>> Start PROVIDED RECORDS

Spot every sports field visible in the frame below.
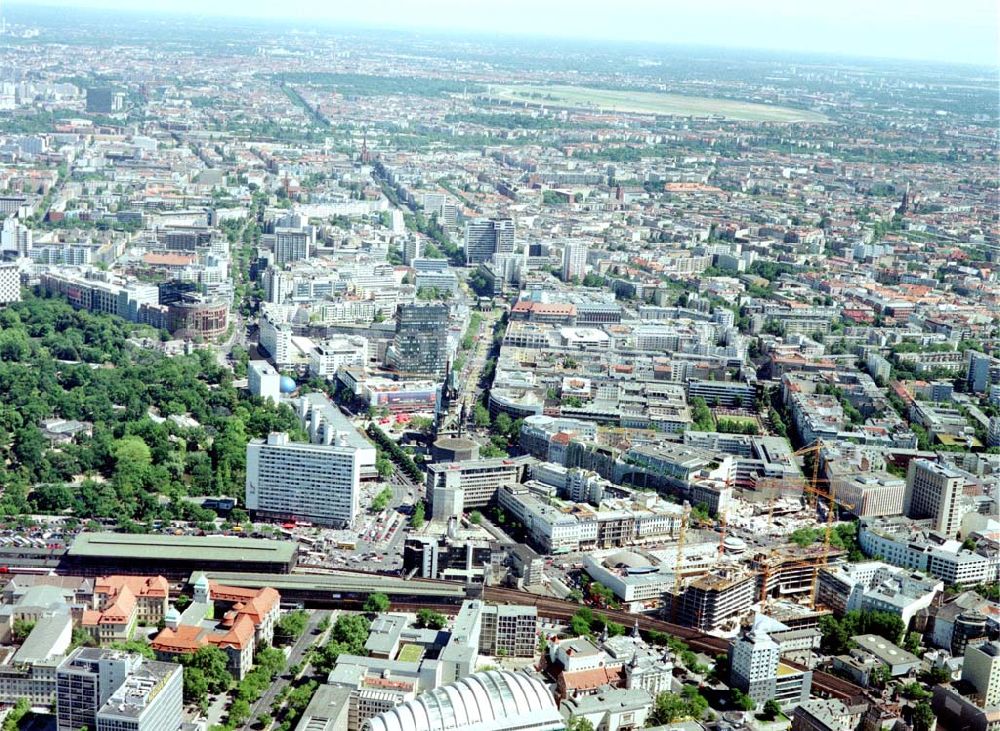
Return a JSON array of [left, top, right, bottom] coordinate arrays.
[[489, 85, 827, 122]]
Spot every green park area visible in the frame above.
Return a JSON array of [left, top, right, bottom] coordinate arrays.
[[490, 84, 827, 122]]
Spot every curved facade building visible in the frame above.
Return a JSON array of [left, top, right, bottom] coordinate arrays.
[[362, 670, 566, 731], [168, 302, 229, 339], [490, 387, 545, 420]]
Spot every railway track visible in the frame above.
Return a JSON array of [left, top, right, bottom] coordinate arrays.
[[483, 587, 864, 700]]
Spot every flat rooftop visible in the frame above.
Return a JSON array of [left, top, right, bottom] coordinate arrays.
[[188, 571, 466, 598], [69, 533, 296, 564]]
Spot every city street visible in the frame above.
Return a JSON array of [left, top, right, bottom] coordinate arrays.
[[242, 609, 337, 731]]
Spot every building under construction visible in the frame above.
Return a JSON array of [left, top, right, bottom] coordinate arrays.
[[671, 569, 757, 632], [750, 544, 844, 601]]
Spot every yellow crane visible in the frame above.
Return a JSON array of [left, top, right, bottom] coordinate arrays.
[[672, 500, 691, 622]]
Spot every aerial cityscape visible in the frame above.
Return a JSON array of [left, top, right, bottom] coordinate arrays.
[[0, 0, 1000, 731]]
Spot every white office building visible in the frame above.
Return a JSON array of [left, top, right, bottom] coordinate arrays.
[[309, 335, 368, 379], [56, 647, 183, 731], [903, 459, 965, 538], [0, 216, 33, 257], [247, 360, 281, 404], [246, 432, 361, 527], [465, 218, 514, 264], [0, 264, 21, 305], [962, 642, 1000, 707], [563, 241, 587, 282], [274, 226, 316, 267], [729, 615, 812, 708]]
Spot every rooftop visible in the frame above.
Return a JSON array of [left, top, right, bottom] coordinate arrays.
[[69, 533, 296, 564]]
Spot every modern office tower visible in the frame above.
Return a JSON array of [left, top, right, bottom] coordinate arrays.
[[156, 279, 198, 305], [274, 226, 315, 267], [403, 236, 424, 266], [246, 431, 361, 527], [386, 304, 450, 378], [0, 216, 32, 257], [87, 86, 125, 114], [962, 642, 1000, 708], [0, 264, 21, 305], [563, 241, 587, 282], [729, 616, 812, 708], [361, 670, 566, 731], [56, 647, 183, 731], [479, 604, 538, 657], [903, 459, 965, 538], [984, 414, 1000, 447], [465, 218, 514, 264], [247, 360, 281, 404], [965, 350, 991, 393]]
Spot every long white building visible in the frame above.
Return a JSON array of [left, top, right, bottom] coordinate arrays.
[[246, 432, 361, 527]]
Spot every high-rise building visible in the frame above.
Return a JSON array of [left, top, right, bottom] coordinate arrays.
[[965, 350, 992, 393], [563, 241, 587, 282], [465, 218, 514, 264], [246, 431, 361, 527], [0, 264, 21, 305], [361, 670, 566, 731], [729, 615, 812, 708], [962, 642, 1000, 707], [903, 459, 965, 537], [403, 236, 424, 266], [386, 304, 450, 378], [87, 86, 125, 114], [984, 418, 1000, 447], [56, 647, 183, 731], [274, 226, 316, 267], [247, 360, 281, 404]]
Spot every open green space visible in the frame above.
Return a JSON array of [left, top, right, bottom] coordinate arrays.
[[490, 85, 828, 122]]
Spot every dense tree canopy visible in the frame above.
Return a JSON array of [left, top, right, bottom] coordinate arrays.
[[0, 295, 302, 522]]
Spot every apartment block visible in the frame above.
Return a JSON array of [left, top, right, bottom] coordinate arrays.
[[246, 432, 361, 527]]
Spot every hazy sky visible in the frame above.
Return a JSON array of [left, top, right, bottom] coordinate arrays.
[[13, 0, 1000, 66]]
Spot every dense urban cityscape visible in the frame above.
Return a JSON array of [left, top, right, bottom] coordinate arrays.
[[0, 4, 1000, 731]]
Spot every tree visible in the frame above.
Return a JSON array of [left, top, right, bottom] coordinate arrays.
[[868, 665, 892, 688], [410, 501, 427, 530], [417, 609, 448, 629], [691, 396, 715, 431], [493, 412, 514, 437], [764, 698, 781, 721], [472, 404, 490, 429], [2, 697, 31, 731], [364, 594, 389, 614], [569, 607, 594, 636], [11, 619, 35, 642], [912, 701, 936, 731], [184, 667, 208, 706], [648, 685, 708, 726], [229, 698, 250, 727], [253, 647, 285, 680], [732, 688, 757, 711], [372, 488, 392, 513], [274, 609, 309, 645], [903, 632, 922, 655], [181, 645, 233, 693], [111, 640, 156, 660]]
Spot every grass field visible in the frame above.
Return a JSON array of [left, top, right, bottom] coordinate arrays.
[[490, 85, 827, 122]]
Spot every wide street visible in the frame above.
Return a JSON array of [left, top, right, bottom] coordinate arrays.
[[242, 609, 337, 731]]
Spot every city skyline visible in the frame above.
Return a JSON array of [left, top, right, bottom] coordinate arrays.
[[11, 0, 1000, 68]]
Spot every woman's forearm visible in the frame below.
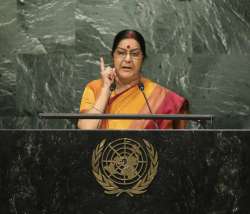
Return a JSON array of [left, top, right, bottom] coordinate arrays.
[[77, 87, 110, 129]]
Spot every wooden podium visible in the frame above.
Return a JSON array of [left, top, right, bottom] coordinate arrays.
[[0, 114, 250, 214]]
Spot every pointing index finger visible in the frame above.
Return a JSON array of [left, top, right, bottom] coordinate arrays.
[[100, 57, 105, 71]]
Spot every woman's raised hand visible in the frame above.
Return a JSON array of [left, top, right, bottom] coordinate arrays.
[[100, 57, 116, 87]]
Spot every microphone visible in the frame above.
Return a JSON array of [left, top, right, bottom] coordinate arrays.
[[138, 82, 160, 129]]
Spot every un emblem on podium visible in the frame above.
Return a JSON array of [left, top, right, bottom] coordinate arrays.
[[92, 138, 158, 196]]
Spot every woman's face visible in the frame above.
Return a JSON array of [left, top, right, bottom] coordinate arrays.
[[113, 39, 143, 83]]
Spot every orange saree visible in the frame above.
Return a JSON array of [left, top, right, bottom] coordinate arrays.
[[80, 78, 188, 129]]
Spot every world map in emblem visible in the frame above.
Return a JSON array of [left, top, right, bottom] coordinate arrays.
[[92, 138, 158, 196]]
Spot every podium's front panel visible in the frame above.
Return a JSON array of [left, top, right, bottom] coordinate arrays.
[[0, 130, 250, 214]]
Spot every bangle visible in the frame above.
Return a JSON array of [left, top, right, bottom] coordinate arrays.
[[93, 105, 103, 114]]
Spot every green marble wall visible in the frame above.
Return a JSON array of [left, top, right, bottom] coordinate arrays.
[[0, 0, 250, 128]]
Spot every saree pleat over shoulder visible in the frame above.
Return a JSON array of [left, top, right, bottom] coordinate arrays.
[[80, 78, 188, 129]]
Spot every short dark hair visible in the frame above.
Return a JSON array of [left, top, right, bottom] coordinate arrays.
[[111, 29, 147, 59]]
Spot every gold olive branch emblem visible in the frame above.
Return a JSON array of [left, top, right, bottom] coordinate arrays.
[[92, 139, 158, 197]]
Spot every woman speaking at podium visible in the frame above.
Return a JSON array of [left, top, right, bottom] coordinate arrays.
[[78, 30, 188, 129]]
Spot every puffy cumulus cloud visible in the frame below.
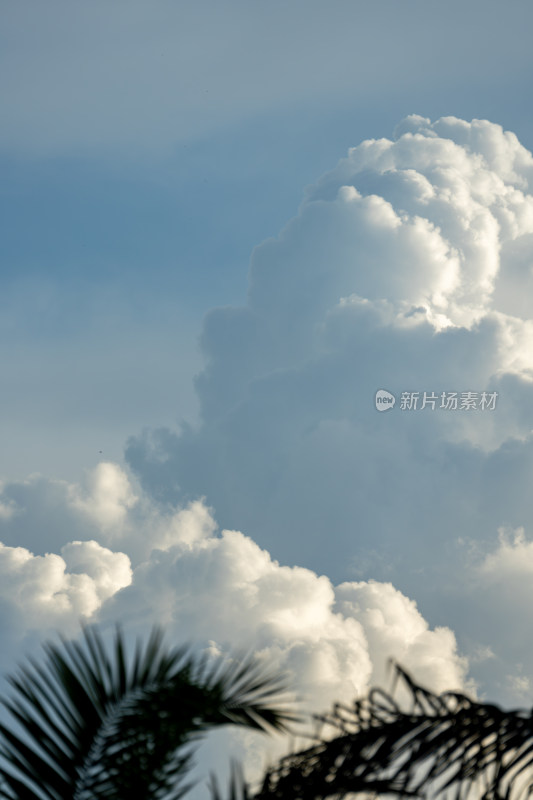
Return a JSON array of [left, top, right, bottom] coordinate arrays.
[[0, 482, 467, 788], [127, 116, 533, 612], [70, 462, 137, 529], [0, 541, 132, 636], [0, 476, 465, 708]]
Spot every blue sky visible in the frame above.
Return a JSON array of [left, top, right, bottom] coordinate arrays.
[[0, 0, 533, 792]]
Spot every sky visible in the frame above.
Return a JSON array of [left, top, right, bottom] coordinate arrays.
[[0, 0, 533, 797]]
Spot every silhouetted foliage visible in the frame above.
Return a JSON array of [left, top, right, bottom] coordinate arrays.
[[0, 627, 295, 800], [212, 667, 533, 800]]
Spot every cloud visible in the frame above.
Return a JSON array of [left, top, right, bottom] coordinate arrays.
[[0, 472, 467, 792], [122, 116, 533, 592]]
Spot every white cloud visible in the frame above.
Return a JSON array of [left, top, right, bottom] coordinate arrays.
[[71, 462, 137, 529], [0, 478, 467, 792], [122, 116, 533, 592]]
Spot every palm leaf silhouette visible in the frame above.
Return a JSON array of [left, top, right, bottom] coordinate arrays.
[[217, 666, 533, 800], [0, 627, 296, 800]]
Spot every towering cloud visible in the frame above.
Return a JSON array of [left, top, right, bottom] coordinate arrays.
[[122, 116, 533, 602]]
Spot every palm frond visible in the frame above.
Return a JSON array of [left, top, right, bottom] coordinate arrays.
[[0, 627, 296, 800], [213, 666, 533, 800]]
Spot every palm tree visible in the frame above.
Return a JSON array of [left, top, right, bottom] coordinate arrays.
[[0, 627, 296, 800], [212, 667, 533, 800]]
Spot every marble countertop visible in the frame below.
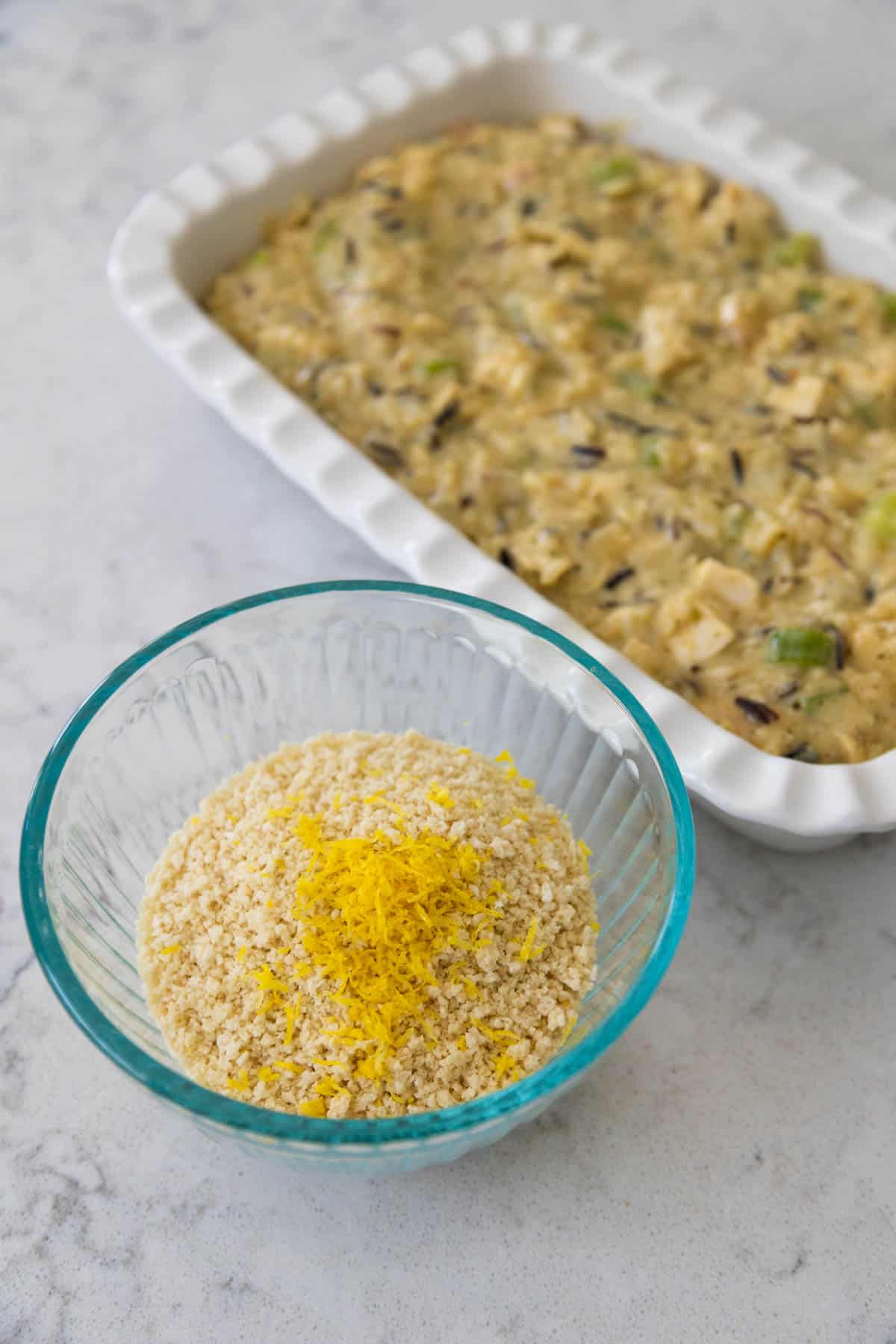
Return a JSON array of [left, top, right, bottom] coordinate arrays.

>> End PROVIDED RECORDS

> **WHAT YOU SHOULD DO**:
Reproduce the material starting at the line containing "Spot every yellow" and ending at the line containing "[[0, 0, 1000, 731]]", substituting "tower crane" for "crane" and changing nothing else.

> **CORRECT OUTPUT**:
Spot every yellow tower crane visible in the frame above.
Return a JSON array of [left, top, right, bottom] coordinate arrays.
[[672, 500, 691, 622]]
Spot every aerial cityscape visible in the frame above.
Return a JSON array of [left, top, right, bottom] coordinate arrays.
[[0, 0, 1000, 731]]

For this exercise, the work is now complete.